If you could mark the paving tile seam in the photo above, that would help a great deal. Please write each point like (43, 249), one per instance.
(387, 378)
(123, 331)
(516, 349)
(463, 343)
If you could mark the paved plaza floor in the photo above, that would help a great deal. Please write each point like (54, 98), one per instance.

What you need to do
Copy the records above line for line, without changing a single character.

Exercise output
If you could mark the paving tile seam in the photo above, that would help a great deal. Please write each point like (43, 249), one per instance.
(387, 378)
(123, 331)
(516, 349)
(463, 343)
If you could mark the paved plaza floor in the photo above, that would help a great deal. Please write each point like (54, 98), one per instance.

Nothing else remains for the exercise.